## [Exercise objective]
Taking the entries below from the top, restate each line exactly and end with the line containing "positive clicks: (1075, 294)".

Extracted records:
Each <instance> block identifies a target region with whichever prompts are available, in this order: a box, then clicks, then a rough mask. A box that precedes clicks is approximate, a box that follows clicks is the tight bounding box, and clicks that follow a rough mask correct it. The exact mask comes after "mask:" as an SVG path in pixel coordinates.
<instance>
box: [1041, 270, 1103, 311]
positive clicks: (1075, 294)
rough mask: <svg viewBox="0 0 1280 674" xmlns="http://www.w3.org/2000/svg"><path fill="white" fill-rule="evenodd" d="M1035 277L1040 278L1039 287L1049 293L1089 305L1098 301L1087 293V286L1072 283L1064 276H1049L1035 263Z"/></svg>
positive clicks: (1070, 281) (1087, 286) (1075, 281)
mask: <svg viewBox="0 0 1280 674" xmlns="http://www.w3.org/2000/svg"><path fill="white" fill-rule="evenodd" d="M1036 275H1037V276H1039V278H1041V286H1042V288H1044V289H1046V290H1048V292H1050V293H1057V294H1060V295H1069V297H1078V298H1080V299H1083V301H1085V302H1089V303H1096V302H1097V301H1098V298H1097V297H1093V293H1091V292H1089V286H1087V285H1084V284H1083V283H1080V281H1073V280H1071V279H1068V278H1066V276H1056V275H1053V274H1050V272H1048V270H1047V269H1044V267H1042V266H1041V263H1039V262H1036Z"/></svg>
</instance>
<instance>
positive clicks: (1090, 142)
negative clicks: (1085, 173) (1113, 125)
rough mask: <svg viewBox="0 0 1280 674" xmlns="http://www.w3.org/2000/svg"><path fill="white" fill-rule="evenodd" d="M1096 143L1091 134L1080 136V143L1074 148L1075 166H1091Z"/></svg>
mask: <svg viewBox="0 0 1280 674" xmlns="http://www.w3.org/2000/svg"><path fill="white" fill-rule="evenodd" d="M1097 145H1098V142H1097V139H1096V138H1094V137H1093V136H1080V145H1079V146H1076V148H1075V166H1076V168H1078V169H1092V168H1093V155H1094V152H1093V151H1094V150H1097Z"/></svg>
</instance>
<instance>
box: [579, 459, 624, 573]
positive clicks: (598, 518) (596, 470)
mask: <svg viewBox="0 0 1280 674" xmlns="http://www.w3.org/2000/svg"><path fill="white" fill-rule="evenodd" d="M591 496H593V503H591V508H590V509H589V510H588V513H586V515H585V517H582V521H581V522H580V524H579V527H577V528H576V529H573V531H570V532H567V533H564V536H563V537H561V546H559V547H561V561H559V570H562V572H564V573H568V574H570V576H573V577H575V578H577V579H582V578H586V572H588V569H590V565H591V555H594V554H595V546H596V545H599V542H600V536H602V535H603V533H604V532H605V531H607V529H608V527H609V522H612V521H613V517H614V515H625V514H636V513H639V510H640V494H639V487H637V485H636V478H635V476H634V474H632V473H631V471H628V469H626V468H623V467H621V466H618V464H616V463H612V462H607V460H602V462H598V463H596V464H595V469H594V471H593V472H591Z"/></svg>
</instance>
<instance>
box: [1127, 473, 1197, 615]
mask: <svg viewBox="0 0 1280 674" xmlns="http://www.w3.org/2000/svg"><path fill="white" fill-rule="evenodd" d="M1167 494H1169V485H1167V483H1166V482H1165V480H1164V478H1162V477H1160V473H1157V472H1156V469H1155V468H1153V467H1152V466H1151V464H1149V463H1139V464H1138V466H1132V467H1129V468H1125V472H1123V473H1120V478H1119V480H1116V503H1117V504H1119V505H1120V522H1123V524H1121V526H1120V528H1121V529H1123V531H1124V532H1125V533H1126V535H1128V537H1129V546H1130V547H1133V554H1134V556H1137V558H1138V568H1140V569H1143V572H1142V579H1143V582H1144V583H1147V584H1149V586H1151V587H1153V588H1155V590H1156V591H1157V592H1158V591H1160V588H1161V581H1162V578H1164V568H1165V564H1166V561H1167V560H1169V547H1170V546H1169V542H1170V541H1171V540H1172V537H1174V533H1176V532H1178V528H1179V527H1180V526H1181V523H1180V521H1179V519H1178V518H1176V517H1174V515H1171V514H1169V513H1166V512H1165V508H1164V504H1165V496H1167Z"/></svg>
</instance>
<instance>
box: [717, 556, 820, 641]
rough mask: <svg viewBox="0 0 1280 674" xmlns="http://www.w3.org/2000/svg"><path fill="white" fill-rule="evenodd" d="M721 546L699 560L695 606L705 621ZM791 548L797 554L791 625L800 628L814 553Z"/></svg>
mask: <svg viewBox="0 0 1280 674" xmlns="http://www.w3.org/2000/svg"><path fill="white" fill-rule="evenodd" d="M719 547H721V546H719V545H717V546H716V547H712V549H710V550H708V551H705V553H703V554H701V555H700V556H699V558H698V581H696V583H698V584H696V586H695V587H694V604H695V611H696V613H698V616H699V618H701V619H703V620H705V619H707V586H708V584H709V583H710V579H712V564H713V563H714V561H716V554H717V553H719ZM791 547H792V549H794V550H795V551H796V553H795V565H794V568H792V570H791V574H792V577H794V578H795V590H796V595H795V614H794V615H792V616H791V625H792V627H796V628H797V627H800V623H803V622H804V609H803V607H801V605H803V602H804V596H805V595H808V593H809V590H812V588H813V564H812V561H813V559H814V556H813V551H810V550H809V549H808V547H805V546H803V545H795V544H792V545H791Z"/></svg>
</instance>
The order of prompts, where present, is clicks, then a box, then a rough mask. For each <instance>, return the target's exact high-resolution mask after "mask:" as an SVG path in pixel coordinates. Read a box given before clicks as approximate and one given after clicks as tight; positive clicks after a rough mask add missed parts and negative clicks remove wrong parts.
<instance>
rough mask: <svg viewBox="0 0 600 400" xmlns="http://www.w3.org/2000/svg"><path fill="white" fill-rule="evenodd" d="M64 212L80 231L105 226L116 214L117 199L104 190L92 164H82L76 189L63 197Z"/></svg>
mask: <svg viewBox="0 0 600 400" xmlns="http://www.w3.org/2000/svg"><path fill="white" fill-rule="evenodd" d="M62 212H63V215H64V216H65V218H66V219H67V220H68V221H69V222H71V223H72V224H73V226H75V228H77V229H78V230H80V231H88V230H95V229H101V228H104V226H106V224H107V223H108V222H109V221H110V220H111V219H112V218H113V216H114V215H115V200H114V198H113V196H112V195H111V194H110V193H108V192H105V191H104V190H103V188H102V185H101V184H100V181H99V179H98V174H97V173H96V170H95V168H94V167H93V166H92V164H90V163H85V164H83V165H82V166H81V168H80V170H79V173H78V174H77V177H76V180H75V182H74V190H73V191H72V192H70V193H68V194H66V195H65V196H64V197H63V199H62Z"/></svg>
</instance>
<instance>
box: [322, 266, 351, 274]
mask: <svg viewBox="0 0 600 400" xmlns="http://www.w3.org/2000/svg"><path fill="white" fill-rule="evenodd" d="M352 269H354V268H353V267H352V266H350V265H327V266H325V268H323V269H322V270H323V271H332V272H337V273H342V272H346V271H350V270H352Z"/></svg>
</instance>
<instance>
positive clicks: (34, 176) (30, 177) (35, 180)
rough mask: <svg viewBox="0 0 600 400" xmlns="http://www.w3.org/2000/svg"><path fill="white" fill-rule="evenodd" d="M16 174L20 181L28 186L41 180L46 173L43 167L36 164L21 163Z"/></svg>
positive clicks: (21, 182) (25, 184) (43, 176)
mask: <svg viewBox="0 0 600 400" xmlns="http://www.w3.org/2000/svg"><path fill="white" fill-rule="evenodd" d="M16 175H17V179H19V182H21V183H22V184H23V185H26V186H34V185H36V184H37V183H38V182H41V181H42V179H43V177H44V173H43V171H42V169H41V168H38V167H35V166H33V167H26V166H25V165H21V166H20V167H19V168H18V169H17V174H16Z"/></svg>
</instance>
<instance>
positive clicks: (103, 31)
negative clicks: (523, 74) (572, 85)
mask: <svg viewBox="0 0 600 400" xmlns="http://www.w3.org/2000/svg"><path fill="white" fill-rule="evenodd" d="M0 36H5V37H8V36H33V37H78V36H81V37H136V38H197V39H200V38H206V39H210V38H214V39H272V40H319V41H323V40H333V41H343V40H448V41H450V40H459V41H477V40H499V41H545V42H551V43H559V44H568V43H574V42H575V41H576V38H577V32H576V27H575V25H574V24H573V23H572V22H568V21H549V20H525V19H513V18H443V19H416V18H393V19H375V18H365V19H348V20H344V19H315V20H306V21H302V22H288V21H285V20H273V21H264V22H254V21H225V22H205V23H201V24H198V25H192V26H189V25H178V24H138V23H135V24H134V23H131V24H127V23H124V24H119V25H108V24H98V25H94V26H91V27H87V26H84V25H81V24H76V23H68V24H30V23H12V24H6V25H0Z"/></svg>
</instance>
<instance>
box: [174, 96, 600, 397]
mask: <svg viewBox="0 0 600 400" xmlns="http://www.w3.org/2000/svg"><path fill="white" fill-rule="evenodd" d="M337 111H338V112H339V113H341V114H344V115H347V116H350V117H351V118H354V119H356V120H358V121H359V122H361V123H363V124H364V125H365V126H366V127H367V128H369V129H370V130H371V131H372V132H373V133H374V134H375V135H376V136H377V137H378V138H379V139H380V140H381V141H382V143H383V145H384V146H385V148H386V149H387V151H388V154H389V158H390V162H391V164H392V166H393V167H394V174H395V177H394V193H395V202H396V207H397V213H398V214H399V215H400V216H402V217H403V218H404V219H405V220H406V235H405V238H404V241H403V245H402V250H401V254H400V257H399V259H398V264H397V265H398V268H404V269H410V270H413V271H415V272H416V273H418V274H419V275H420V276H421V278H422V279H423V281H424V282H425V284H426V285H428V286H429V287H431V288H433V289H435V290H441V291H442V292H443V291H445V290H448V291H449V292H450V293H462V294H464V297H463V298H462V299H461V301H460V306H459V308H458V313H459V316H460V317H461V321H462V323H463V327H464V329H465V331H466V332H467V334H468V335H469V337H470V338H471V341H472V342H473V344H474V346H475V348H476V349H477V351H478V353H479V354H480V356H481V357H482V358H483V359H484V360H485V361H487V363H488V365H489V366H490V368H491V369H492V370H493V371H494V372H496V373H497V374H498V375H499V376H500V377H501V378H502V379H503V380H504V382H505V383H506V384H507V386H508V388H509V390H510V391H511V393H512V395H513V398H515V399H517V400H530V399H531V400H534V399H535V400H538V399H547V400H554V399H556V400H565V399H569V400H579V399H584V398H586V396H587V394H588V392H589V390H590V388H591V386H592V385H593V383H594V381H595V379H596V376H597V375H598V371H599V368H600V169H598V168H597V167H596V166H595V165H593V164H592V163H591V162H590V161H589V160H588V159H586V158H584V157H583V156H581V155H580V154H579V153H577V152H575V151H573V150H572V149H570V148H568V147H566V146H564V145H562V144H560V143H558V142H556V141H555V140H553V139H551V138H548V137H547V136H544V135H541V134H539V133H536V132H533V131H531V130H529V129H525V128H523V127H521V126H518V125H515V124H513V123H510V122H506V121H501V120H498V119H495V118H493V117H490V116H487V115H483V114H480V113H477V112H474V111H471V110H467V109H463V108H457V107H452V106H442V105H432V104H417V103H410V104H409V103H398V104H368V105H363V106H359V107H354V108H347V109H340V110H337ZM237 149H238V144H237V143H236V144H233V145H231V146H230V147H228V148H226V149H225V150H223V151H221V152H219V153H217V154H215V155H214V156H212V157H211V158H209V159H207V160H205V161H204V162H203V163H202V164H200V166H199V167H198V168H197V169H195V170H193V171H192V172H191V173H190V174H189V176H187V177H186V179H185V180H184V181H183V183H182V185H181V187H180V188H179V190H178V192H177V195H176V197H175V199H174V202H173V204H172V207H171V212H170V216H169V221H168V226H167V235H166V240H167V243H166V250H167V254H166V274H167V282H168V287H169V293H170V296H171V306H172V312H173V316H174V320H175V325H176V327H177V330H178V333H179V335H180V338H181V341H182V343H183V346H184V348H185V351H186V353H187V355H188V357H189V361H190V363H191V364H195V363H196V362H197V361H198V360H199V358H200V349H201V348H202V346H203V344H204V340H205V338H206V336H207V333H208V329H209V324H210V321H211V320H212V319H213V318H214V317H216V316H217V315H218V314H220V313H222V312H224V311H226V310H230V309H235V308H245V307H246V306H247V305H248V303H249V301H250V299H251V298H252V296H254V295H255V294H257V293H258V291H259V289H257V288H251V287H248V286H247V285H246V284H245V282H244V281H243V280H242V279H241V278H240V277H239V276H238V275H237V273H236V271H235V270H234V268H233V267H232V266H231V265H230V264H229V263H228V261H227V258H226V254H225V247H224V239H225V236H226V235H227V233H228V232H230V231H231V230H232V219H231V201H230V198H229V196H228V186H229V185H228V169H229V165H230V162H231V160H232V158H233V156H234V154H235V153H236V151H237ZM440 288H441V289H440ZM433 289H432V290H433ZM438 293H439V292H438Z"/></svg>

## [Response]
Each <instance> block identifies a target region with whichever prompts are available, in this order: a box, then clicks, then a rough mask. A box that precedes clicks is approximate, a box that follows clicks is the tight bounding box, and clicks that follow a rough mask correct it. The exact mask comes after "mask:" as an SVG path in pixel coordinates.
<instance>
box: [1041, 270, 1103, 311]
positive clicks: (1075, 294)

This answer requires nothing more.